Everything from the line containing "Phrase: blue strap" to the end of the listing, both included, should be returned exactly, apart from the pictures.

RECORD SET Start Marker

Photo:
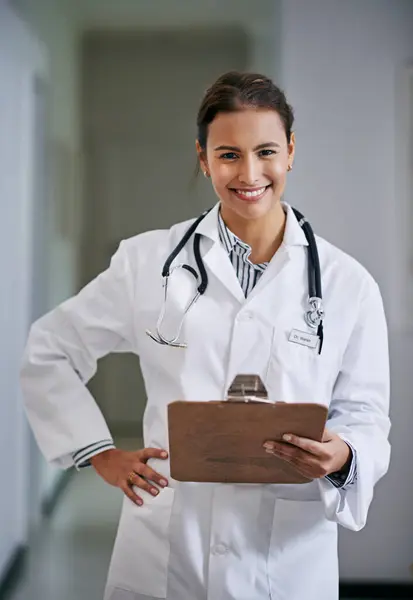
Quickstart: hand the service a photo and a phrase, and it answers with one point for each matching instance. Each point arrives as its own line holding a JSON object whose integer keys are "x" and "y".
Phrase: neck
{"x": 263, "y": 235}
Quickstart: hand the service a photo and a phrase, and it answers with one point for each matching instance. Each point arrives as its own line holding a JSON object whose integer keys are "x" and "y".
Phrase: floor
{"x": 69, "y": 557}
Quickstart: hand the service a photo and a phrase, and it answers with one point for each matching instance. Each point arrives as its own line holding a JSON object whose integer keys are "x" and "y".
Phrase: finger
{"x": 328, "y": 436}
{"x": 127, "y": 490}
{"x": 148, "y": 473}
{"x": 142, "y": 483}
{"x": 302, "y": 462}
{"x": 148, "y": 453}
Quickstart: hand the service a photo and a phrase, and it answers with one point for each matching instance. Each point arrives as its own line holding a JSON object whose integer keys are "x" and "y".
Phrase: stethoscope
{"x": 313, "y": 316}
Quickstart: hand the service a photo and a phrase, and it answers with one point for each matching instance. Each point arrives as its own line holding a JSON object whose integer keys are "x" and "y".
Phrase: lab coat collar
{"x": 293, "y": 234}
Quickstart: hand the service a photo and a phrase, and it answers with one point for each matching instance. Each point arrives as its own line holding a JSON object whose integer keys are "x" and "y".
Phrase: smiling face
{"x": 247, "y": 157}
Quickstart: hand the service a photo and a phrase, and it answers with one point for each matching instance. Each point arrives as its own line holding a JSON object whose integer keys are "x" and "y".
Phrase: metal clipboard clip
{"x": 248, "y": 388}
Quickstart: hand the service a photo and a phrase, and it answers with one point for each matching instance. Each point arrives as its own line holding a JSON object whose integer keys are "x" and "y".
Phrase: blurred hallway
{"x": 348, "y": 69}
{"x": 69, "y": 556}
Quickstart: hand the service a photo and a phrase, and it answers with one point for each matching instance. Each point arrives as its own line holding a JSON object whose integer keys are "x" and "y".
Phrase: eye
{"x": 228, "y": 156}
{"x": 267, "y": 152}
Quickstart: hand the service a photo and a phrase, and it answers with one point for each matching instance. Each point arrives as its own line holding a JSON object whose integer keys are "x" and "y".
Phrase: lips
{"x": 250, "y": 194}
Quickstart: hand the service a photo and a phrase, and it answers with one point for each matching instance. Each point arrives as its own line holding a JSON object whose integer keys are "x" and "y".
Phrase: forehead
{"x": 246, "y": 128}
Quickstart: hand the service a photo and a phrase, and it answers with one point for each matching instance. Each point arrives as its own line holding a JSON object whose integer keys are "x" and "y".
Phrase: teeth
{"x": 251, "y": 194}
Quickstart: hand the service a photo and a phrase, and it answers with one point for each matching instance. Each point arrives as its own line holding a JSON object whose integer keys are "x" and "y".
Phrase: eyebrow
{"x": 259, "y": 147}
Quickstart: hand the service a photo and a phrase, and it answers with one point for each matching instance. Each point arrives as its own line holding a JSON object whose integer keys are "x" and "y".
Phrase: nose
{"x": 250, "y": 171}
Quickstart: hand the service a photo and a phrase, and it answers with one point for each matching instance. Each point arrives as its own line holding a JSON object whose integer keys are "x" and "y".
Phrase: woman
{"x": 189, "y": 541}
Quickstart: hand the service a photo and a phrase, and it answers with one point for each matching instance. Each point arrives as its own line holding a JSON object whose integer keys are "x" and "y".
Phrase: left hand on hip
{"x": 312, "y": 459}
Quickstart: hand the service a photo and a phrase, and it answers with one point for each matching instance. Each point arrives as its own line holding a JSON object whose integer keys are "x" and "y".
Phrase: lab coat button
{"x": 247, "y": 315}
{"x": 219, "y": 549}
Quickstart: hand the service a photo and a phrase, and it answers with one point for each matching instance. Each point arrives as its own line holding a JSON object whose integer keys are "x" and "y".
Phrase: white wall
{"x": 55, "y": 25}
{"x": 20, "y": 59}
{"x": 340, "y": 67}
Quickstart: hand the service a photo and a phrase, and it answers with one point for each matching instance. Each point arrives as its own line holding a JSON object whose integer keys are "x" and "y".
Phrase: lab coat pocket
{"x": 302, "y": 558}
{"x": 141, "y": 553}
{"x": 298, "y": 373}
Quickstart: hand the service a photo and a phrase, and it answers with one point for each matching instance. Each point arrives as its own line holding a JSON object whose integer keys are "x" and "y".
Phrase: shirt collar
{"x": 293, "y": 234}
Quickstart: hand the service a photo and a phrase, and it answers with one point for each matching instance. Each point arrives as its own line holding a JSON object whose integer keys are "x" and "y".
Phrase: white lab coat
{"x": 221, "y": 541}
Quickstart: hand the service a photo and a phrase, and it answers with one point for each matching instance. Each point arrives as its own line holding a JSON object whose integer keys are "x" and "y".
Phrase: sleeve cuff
{"x": 342, "y": 479}
{"x": 81, "y": 458}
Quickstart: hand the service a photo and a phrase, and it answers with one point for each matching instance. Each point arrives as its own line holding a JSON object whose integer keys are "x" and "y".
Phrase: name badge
{"x": 304, "y": 338}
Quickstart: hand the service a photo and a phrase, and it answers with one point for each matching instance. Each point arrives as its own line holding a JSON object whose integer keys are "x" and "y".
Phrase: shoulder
{"x": 343, "y": 272}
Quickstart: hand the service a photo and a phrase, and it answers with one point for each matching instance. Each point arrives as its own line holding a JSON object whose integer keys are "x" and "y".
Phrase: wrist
{"x": 101, "y": 457}
{"x": 345, "y": 459}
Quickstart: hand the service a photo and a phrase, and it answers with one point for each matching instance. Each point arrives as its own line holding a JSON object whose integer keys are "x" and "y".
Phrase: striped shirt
{"x": 248, "y": 275}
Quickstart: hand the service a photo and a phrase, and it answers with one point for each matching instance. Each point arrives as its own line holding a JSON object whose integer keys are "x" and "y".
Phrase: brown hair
{"x": 234, "y": 91}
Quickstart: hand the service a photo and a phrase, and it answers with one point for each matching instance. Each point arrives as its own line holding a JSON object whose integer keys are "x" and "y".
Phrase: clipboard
{"x": 222, "y": 441}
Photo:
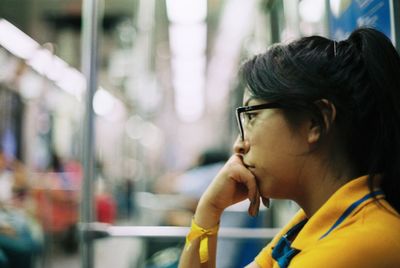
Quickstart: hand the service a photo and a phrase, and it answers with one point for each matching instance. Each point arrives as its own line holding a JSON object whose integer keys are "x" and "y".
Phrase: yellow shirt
{"x": 369, "y": 236}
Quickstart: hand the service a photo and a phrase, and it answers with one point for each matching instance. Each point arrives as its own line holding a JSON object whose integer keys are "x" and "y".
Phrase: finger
{"x": 254, "y": 207}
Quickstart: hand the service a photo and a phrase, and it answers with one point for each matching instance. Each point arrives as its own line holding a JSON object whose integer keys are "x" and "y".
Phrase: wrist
{"x": 207, "y": 216}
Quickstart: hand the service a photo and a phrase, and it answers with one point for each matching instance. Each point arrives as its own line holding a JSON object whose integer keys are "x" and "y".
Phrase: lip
{"x": 249, "y": 166}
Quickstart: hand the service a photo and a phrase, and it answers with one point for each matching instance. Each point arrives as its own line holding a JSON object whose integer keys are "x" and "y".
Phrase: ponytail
{"x": 378, "y": 115}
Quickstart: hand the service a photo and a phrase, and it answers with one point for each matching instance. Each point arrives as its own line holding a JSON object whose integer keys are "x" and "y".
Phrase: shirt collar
{"x": 331, "y": 210}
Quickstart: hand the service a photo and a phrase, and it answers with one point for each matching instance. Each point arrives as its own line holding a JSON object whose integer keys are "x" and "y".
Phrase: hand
{"x": 232, "y": 184}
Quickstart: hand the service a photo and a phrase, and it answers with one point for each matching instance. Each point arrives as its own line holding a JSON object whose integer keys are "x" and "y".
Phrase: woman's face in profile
{"x": 274, "y": 152}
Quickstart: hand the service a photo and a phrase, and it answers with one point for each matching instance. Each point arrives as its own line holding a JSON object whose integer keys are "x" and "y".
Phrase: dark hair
{"x": 360, "y": 76}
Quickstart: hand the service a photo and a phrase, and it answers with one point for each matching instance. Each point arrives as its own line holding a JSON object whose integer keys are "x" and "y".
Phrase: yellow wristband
{"x": 198, "y": 232}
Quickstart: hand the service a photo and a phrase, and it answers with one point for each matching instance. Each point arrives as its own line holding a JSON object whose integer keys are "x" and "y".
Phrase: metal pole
{"x": 101, "y": 230}
{"x": 90, "y": 25}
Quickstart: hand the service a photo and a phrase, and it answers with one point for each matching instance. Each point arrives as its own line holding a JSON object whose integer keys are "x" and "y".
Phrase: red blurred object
{"x": 105, "y": 208}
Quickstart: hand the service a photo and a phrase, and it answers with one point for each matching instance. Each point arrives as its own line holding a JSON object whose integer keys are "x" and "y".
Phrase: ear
{"x": 328, "y": 112}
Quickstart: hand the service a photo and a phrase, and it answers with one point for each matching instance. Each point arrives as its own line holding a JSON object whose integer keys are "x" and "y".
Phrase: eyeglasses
{"x": 243, "y": 115}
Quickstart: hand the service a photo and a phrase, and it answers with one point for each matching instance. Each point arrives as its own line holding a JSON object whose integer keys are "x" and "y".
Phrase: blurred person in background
{"x": 21, "y": 237}
{"x": 321, "y": 127}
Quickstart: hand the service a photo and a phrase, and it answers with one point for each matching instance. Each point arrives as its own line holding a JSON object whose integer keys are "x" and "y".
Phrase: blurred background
{"x": 164, "y": 119}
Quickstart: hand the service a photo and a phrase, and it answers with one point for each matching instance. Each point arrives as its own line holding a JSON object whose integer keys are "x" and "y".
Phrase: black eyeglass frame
{"x": 244, "y": 109}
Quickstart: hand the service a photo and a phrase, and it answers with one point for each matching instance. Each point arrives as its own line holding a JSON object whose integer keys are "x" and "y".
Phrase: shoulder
{"x": 371, "y": 240}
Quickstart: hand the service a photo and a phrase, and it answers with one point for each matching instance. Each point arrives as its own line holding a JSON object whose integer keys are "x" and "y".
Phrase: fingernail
{"x": 266, "y": 202}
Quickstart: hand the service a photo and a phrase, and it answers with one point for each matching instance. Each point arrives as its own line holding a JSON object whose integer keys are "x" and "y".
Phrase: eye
{"x": 249, "y": 116}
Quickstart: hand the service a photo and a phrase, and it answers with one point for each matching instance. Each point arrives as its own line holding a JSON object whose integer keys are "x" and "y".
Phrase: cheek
{"x": 278, "y": 158}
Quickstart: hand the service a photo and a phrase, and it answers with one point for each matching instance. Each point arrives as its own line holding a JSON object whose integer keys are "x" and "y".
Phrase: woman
{"x": 320, "y": 126}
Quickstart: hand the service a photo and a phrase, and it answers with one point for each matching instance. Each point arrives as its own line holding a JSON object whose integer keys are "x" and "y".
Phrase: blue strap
{"x": 350, "y": 209}
{"x": 282, "y": 253}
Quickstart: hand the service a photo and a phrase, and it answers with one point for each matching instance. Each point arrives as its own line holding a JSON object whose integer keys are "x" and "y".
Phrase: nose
{"x": 240, "y": 146}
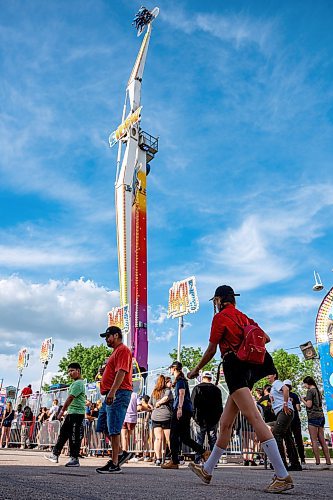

RECORD SET End Marker

> _RESPONSE AREA_:
Phrase: blue strap
{"x": 350, "y": 209}
{"x": 282, "y": 253}
Quickstart: hand the service a photo and a phrase, and it answers with one point for each matching instance. Each point arrives as its own line holding a JSON object whose integer keys are "x" and "y".
Phrase: nose
{"x": 240, "y": 146}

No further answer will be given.